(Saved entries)
== == ==

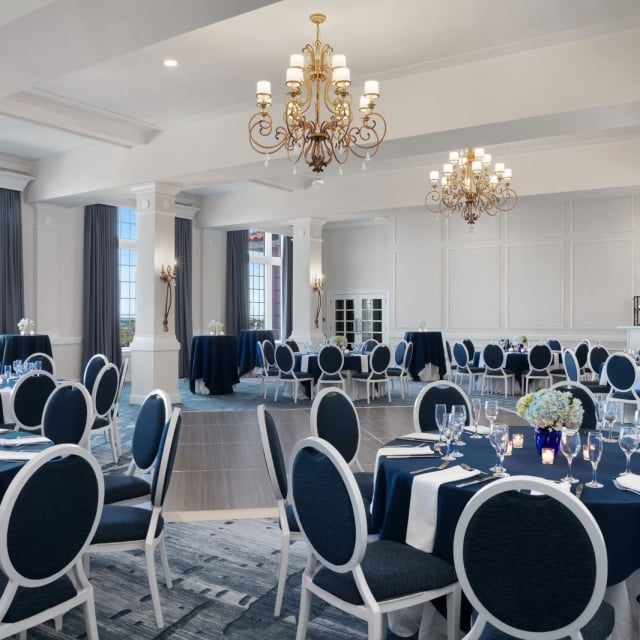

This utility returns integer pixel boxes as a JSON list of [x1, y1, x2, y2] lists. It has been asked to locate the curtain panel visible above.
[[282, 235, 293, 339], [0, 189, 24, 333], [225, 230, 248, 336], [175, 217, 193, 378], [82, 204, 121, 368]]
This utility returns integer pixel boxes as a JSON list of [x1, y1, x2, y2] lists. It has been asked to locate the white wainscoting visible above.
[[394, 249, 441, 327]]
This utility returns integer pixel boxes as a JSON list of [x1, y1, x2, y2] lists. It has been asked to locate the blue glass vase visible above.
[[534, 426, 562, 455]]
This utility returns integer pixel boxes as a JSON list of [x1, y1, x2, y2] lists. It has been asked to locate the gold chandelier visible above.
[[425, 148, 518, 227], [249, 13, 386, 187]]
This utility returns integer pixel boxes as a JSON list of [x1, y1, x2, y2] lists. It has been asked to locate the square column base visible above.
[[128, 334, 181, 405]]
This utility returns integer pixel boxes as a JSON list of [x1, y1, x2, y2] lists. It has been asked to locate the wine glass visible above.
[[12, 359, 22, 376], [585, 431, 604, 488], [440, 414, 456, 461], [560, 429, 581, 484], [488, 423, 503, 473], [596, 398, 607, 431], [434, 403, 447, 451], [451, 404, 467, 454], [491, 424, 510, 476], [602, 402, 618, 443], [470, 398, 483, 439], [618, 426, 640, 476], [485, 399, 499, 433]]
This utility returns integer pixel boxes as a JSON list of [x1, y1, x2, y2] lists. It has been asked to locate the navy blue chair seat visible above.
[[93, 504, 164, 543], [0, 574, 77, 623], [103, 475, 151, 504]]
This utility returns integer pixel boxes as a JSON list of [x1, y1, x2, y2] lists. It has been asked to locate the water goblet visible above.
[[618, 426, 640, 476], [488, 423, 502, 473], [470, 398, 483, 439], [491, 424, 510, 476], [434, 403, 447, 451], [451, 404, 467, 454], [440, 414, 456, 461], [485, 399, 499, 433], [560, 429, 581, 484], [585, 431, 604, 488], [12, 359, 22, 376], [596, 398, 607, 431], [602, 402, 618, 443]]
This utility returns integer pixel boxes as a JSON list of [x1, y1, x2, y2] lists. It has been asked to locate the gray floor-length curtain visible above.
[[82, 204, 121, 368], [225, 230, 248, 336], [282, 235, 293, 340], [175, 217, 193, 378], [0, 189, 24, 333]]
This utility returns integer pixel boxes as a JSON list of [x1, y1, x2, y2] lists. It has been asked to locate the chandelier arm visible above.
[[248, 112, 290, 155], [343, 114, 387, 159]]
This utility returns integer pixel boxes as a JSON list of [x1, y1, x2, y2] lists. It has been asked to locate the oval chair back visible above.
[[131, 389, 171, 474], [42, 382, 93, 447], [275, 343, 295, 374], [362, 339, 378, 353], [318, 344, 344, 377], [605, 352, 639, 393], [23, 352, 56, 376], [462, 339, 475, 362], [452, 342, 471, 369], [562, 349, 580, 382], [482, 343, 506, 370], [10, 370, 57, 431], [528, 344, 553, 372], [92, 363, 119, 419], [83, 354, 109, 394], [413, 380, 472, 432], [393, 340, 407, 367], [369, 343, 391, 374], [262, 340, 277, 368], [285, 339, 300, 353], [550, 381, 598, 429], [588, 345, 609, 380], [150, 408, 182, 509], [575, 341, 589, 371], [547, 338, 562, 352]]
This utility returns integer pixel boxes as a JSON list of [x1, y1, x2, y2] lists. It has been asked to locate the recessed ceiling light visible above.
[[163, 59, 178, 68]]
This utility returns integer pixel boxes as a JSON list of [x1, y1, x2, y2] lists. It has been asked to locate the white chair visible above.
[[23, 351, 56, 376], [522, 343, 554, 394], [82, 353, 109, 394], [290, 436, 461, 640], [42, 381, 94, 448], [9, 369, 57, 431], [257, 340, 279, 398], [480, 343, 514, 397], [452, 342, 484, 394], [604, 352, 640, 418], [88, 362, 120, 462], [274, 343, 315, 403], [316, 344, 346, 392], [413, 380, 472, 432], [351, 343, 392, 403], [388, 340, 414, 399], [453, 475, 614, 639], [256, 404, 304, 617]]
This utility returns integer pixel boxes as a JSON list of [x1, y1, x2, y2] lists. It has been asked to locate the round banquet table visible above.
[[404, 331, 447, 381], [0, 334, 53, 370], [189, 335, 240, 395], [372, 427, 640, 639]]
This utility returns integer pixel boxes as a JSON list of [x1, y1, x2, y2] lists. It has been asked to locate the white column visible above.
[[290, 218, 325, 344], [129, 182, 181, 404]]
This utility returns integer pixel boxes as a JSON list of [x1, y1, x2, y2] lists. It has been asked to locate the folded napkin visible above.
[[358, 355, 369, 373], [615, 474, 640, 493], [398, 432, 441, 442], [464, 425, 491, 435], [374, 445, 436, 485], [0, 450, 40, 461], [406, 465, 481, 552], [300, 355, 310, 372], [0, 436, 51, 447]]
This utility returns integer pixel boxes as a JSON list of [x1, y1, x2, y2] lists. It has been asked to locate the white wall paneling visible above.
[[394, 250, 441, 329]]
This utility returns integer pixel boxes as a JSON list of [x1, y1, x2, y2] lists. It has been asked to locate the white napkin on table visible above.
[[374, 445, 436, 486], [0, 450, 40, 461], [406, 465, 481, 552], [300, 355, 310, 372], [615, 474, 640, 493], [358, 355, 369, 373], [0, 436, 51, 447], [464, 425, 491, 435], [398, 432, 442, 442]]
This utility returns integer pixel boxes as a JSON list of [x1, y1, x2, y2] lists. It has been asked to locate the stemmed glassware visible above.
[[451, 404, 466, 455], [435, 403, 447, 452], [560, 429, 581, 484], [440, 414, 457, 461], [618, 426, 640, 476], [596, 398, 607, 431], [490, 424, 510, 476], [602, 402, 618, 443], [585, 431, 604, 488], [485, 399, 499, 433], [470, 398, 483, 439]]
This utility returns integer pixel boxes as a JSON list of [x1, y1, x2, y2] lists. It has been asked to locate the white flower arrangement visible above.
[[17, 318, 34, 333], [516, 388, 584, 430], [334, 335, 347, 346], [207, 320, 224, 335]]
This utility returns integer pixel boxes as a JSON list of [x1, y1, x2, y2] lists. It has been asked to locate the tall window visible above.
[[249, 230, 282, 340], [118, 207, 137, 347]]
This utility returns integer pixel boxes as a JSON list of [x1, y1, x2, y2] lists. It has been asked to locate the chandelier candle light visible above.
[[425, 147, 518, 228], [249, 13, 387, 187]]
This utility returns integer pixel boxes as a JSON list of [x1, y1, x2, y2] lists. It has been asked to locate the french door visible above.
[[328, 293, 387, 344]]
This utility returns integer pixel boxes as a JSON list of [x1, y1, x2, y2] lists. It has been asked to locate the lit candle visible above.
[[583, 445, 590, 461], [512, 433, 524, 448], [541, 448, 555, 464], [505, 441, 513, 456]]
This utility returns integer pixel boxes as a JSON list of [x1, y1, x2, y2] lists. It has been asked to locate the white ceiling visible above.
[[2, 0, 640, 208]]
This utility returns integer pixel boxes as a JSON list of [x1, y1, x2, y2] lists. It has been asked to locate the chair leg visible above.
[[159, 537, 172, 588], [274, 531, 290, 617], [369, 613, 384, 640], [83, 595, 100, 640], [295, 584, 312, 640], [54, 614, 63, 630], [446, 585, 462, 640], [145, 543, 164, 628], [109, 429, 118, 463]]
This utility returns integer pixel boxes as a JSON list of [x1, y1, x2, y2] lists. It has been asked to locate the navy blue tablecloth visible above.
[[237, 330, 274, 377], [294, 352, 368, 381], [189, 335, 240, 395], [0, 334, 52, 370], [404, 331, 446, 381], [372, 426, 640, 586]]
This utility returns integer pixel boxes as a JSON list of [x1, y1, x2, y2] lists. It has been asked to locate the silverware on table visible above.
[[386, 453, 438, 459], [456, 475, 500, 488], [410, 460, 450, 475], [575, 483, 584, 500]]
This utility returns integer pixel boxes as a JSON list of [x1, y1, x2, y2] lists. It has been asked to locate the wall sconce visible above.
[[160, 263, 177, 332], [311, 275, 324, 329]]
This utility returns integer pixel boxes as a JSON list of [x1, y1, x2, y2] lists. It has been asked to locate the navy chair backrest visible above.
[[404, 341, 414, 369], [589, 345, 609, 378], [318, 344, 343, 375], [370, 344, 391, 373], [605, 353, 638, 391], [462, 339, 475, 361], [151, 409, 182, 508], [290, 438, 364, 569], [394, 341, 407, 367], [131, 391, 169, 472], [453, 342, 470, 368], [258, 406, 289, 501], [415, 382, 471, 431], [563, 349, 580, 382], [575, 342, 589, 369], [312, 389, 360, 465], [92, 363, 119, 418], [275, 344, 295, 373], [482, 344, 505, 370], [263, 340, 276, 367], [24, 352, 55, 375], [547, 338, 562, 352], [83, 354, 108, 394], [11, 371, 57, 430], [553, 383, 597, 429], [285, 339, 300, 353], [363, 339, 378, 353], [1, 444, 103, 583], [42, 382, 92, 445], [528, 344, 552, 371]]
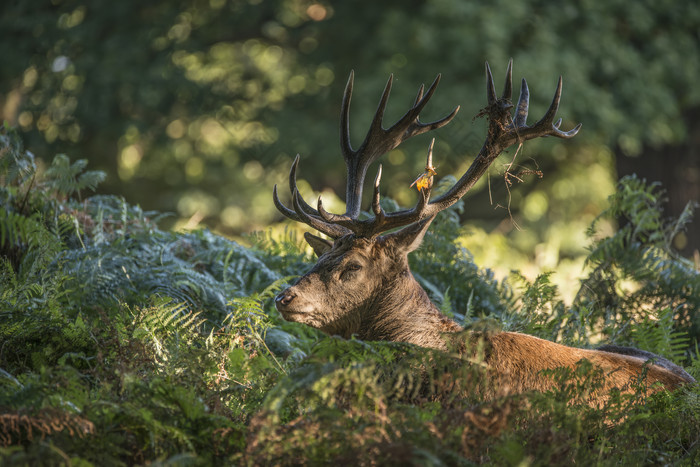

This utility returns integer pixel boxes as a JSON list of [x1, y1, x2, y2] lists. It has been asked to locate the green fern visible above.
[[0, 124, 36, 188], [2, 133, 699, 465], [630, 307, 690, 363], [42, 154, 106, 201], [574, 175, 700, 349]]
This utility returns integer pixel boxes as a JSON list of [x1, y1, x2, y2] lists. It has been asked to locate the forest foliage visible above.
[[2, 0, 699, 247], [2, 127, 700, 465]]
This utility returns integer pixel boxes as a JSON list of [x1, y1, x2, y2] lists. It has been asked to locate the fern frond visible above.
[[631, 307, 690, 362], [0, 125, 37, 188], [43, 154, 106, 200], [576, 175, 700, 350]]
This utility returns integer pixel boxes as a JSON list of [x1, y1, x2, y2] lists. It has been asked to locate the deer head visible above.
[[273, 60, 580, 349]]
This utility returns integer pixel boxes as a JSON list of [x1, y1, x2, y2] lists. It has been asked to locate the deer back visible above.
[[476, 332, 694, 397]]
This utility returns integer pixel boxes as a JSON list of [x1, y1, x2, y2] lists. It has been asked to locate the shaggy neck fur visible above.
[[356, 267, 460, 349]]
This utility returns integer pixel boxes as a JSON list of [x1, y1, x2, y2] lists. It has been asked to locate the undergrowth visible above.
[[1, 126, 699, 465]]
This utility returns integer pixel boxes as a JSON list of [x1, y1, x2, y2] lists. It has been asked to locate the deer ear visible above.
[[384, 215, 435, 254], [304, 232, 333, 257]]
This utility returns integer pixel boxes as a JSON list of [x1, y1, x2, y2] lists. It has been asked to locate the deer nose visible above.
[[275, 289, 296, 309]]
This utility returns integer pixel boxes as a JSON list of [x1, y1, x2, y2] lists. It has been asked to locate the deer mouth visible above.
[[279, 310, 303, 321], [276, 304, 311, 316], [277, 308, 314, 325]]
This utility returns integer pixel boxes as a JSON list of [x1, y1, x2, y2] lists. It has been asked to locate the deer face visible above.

== == ==

◆ Problem statement ◆
Your answer should be the lines from the one containing "nose visible above." through the last line of the records, repeated exactly and with nothing added.

◆ Output of the exercise ◆
This utility returns integer pixel boxes as a JSON list of [x1, y1, x2, y2] lists. It has been asked to locate the deer nose visible above.
[[275, 289, 296, 309]]
This utility returns integer pixel boxes as a JSON list of [x1, y1, x2, y2] lists. It has been asked to locate the deer mouth visible above.
[[279, 310, 303, 321], [276, 304, 311, 316], [277, 308, 314, 325]]
This utility returns integer pixel boxes as a JSON list of [x1, y1, x2, y2] lists. It has been asked to locate the deer face visible above.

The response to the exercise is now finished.